Assigned task:
Once you have read the records below, print them again exactly as they stand.

*** Opening Records for this exercise ***

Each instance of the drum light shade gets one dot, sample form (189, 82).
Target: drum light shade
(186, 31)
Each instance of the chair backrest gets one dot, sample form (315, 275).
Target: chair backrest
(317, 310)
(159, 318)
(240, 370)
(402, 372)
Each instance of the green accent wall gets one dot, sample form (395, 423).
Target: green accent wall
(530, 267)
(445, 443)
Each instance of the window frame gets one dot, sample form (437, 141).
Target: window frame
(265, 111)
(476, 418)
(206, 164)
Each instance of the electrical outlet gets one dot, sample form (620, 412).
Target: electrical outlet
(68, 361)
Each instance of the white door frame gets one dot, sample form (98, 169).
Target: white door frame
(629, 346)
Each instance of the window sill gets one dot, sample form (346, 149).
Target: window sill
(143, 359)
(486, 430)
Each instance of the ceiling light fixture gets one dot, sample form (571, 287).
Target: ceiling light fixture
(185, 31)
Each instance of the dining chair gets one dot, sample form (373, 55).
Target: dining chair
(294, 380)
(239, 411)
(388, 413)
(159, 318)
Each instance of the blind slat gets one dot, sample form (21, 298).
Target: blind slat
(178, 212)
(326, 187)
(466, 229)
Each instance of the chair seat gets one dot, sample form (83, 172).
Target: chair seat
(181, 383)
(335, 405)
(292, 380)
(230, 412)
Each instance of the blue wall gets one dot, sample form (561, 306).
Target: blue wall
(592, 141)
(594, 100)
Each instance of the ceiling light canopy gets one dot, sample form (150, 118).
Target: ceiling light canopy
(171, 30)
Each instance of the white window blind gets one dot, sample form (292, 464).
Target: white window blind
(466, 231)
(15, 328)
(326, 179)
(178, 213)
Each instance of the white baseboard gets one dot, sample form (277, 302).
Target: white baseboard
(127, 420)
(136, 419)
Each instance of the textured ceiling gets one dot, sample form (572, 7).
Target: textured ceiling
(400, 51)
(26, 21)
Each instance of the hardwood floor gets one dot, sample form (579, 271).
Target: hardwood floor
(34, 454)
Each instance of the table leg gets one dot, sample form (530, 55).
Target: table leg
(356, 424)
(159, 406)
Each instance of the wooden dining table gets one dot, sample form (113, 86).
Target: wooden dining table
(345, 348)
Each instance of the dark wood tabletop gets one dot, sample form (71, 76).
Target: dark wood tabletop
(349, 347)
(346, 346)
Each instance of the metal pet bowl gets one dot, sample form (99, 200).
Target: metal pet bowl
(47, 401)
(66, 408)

*** Closing Records for this exercise ***

Expected answer:
Each instance of the drum light shade gets one dot, sample form (189, 82).
Target: drum light shade
(186, 31)
Each instance of the chair backrest gets one dot, sample form (315, 275).
Target: chair backrest
(317, 310)
(159, 318)
(240, 370)
(402, 372)
Each instance of the green accent wall gets one dot, sample form (395, 423).
Target: green accent wall
(530, 267)
(445, 443)
Each instance of the window frame gets one dot, sample form (437, 141).
Target: window frame
(265, 111)
(476, 418)
(206, 164)
Each instance of the electrical outlet gets one dot, sample form (620, 412).
Target: electrical outlet
(68, 361)
Each instance of the white door frame gets one dot, sample form (98, 169).
Target: white door frame
(629, 346)
Each instance of the window sill gets one dot, sample form (346, 149).
Target: window sill
(143, 359)
(486, 430)
Each instance of the ceiling light fixture gets one dot, sample form (571, 287).
Target: ceiling light fixture
(185, 31)
Each instance of the dining chair gets one dot, sample form (373, 55).
Target: dining chair
(294, 380)
(239, 411)
(388, 413)
(159, 318)
Each instance of the blind slat gets one dot, sample form (21, 298).
Target: blind slat
(178, 212)
(326, 187)
(466, 229)
Each instance of the chair seat gets one dot, sample form (83, 172).
Target: chair seat
(181, 383)
(335, 405)
(292, 380)
(230, 412)
Each instance of the blue wall gets one dot, sample form (561, 306).
Target: blue wall
(592, 141)
(594, 100)
Each instance of the ceiling light canopy gets one dot, sample form (150, 118).
Target: ceiling light canopy
(171, 30)
Each instance of the white window blind gets one dot, sample form (292, 464).
Target: white window blind
(466, 231)
(15, 328)
(326, 179)
(178, 213)
Each instance of the white baseboard gets one dot, sample form (277, 302).
Target: white baseboard
(127, 420)
(136, 419)
Each instance of the textured ceiling gets one dot, sample form (572, 7).
Target: textured ceiling
(400, 51)
(26, 21)
Each instance of the hardwood floor gets one dot, sample form (579, 271).
Target: hardwood floor
(34, 454)
Each instance of the table leg gets one dot, sample form (530, 55).
Target: table leg
(356, 424)
(159, 406)
Each instance of the wooden dining table gets one dot, sample form (113, 86).
Target: wooden dining table
(345, 348)
Each instance of the dark wood tabletop gets one dot, sample form (71, 76).
Target: dark wood tabletop
(349, 347)
(346, 346)
Each instance of the metal pet bowl gets one dot, sample form (99, 200).
Target: metal pet bowl
(47, 401)
(66, 408)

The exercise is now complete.